To be done: Can you pull out every line of the material below that contains the word "whisker" and copy each one unchanged?

Exercise materials:
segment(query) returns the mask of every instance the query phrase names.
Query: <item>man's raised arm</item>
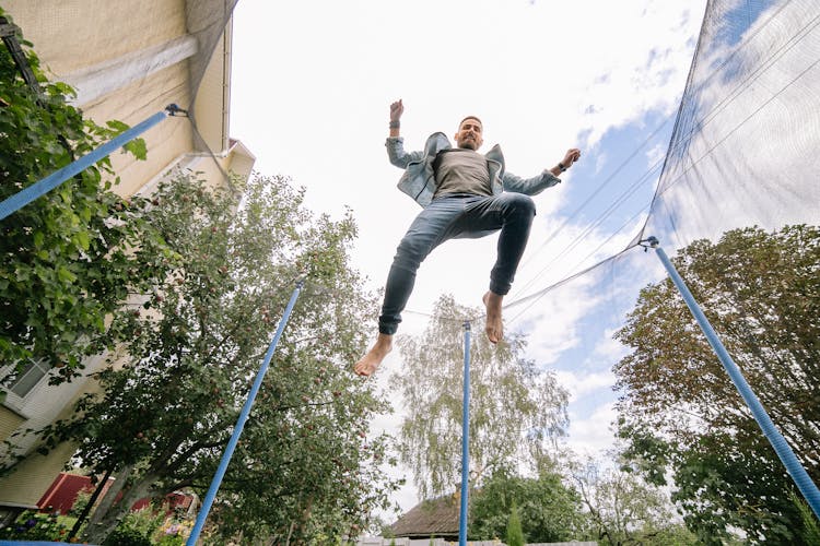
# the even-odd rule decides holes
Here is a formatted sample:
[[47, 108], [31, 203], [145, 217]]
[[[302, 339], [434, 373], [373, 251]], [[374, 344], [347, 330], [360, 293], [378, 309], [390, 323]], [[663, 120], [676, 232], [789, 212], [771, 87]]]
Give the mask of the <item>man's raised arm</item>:
[[390, 136], [399, 135], [400, 120], [403, 112], [405, 105], [401, 104], [400, 98], [390, 105]]

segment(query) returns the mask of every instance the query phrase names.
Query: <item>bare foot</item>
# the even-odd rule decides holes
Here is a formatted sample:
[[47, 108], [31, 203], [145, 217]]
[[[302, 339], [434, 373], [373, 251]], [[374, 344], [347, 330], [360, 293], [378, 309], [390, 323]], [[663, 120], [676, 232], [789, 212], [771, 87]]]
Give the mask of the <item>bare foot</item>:
[[501, 321], [501, 301], [503, 299], [504, 296], [499, 296], [492, 290], [481, 298], [484, 307], [487, 307], [484, 332], [487, 332], [487, 339], [490, 340], [490, 343], [499, 343], [504, 337], [504, 323]]
[[376, 344], [373, 345], [364, 357], [353, 366], [353, 371], [358, 376], [370, 377], [376, 372], [382, 360], [385, 359], [387, 353], [393, 349], [393, 335], [378, 334]]

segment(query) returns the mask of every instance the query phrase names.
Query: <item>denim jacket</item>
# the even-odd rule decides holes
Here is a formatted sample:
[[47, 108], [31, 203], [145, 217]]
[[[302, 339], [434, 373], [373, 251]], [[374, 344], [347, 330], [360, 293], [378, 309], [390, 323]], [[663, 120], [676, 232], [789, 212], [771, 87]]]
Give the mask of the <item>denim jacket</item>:
[[[398, 188], [413, 198], [422, 207], [427, 206], [436, 189], [433, 161], [438, 152], [449, 150], [453, 145], [442, 132], [431, 134], [424, 144], [424, 150], [420, 152], [405, 152], [403, 143], [405, 139], [401, 136], [388, 136], [385, 143], [390, 163], [405, 169]], [[561, 181], [547, 169], [532, 178], [522, 178], [507, 173], [504, 169], [504, 156], [497, 144], [484, 154], [484, 157], [490, 169], [490, 183], [494, 195], [502, 191], [535, 195]]]

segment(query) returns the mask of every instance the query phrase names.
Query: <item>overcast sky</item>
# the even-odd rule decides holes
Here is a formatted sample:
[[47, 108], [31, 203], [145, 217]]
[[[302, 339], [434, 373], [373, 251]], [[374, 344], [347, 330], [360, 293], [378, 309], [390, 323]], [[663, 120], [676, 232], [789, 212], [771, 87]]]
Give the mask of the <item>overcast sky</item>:
[[[507, 169], [534, 176], [569, 147], [582, 161], [563, 183], [535, 198], [538, 215], [507, 301], [626, 247], [643, 221], [694, 50], [705, 0], [241, 0], [234, 12], [231, 135], [265, 175], [307, 188], [307, 206], [360, 227], [354, 265], [379, 288], [396, 246], [421, 210], [396, 189], [387, 162], [388, 106], [402, 98], [408, 151], [452, 136], [458, 121], [484, 122], [484, 147], [500, 143]], [[631, 192], [631, 193], [630, 193]], [[620, 199], [630, 193], [629, 199]], [[606, 215], [605, 215], [606, 214]], [[443, 293], [479, 306], [496, 237], [449, 241], [422, 264], [408, 309], [432, 310]], [[643, 260], [646, 277], [659, 275]], [[609, 284], [612, 270], [583, 277], [532, 307], [505, 311], [526, 332], [528, 358], [571, 391], [573, 449], [611, 446], [613, 376], [623, 349], [611, 340], [620, 306], [636, 288]], [[637, 283], [636, 283], [637, 284]], [[590, 328], [586, 311], [609, 301]], [[374, 339], [376, 321], [373, 318]], [[419, 333], [408, 313], [400, 333]], [[483, 330], [477, 324], [478, 331]], [[396, 353], [377, 375], [400, 367]], [[403, 410], [374, 428], [395, 431]], [[408, 475], [408, 482], [412, 483]], [[418, 499], [408, 486], [395, 499]]]

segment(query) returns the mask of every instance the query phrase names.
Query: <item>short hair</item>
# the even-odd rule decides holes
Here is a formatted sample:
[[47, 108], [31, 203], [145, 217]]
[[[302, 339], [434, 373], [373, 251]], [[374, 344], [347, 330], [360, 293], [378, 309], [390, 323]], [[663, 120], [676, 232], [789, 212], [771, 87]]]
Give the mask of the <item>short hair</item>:
[[467, 116], [466, 118], [464, 118], [461, 121], [458, 122], [458, 129], [459, 130], [461, 129], [461, 126], [464, 124], [464, 122], [467, 121], [468, 119], [475, 119], [476, 121], [478, 121], [479, 123], [481, 123], [481, 128], [483, 129], [484, 122], [481, 121], [481, 119], [479, 119], [476, 116]]

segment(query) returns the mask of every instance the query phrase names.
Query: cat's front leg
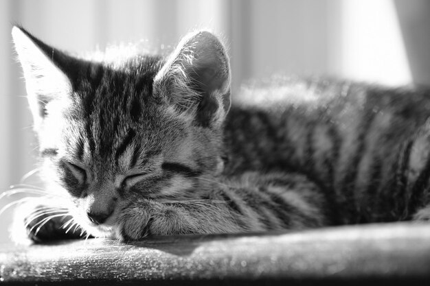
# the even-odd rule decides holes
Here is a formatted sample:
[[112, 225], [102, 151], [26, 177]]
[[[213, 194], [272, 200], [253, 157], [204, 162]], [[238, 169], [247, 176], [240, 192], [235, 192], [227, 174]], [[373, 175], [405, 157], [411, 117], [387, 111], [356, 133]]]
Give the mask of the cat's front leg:
[[197, 219], [186, 209], [142, 199], [122, 208], [115, 236], [133, 241], [148, 235], [199, 233]]

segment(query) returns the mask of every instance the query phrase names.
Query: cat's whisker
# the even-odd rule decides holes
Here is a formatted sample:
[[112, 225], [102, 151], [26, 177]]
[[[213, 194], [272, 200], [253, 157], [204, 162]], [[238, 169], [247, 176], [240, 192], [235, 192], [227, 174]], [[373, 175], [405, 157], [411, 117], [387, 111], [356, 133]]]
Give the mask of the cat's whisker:
[[37, 189], [37, 190], [41, 190], [41, 191], [47, 191], [45, 189], [41, 188], [40, 187], [37, 187], [37, 186], [34, 186], [32, 184], [12, 184], [10, 187], [10, 189], [16, 189], [16, 188], [28, 188], [28, 189]]
[[23, 198], [22, 199], [16, 200], [15, 201], [10, 202], [9, 204], [6, 204], [3, 208], [1, 208], [1, 209], [0, 210], [0, 216], [1, 216], [3, 213], [4, 213], [6, 210], [10, 208], [11, 206], [13, 206], [19, 204], [21, 204], [21, 203], [23, 203], [24, 202], [26, 202], [26, 201], [28, 201], [28, 200], [30, 200], [31, 199], [32, 199], [32, 198]]
[[75, 224], [76, 224], [76, 222], [73, 222], [73, 223], [70, 225], [70, 227], [67, 228], [67, 230], [66, 230], [65, 233], [69, 233], [69, 231], [70, 231], [70, 230], [75, 226]]
[[67, 227], [69, 224], [70, 224], [73, 222], [73, 219], [71, 218], [70, 219], [67, 221], [63, 226], [61, 226], [61, 228], [65, 229], [65, 228]]
[[32, 176], [34, 175], [36, 173], [40, 171], [39, 168], [35, 168], [32, 170], [28, 171], [27, 174], [24, 174], [19, 180], [19, 183], [23, 184], [25, 180], [28, 179]]
[[56, 218], [56, 217], [63, 217], [65, 215], [67, 215], [67, 213], [58, 213], [56, 215], [49, 215], [49, 217], [47, 217], [45, 218], [44, 218], [43, 219], [42, 219], [41, 221], [40, 221], [39, 222], [38, 222], [37, 224], [36, 224], [35, 225], [34, 225], [30, 230], [30, 233], [32, 233], [33, 231], [33, 230], [34, 229], [34, 228], [36, 228], [36, 226], [38, 226], [38, 227], [36, 229], [36, 232], [34, 233], [34, 235], [37, 236], [37, 233], [41, 230], [41, 229], [42, 228], [42, 227], [43, 227], [43, 226], [45, 224], [46, 224], [46, 223], [47, 223], [49, 220]]
[[67, 211], [58, 211], [58, 210], [52, 210], [50, 211], [41, 211], [39, 212], [36, 215], [32, 215], [28, 218], [28, 221], [27, 222], [27, 223], [25, 223], [25, 227], [27, 227], [28, 226], [30, 226], [30, 224], [32, 223], [32, 222], [33, 222], [34, 219], [37, 219], [38, 217], [43, 217], [43, 215], [49, 215], [51, 213], [67, 213]]

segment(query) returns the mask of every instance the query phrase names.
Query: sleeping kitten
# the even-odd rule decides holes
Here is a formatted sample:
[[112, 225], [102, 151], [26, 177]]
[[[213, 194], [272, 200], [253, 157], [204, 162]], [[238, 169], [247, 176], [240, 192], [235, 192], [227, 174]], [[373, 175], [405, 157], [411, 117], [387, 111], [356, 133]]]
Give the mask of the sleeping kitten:
[[207, 32], [166, 58], [113, 61], [12, 36], [47, 188], [19, 213], [33, 240], [430, 215], [427, 91], [281, 78], [231, 106], [229, 58]]

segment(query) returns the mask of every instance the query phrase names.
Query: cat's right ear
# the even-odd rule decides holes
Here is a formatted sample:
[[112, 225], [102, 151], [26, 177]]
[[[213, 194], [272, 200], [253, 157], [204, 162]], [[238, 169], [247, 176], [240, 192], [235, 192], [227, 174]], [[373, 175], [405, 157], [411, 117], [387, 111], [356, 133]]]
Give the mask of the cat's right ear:
[[22, 27], [14, 27], [12, 36], [24, 71], [28, 102], [37, 129], [47, 116], [47, 104], [71, 94], [71, 82], [64, 71], [70, 59]]

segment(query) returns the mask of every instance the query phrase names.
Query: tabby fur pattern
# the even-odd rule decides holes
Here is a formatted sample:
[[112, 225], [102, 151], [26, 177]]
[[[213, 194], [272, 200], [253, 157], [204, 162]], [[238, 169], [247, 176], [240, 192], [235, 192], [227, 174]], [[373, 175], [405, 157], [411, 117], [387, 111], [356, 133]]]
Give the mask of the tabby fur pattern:
[[117, 60], [12, 36], [46, 182], [18, 212], [33, 240], [430, 217], [428, 91], [280, 77], [231, 104], [208, 32]]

Reply to the task:
Query: cat's whisker
Give the mask of the cat's whisker:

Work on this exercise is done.